WHAT IS REQUIRED
Write out the rows below exactly as they appear, from the line containing "Where can you see the dark" through the end of the rows.

========================

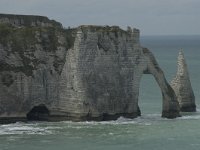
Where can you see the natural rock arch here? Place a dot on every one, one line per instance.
(170, 106)
(38, 113)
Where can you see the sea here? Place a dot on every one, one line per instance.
(148, 132)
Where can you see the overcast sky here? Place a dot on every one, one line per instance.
(152, 17)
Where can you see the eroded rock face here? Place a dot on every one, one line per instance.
(182, 86)
(87, 73)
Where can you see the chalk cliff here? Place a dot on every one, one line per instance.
(86, 73)
(182, 86)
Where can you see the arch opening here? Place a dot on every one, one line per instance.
(38, 113)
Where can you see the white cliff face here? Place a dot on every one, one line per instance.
(88, 73)
(182, 86)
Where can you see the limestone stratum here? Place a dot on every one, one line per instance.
(51, 73)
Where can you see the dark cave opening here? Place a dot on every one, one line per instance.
(38, 113)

========================

SOLUTION FOR THIS EXERCISE
Where can you see the dark cave opening here? Place a dot on every one, one line per instance.
(38, 113)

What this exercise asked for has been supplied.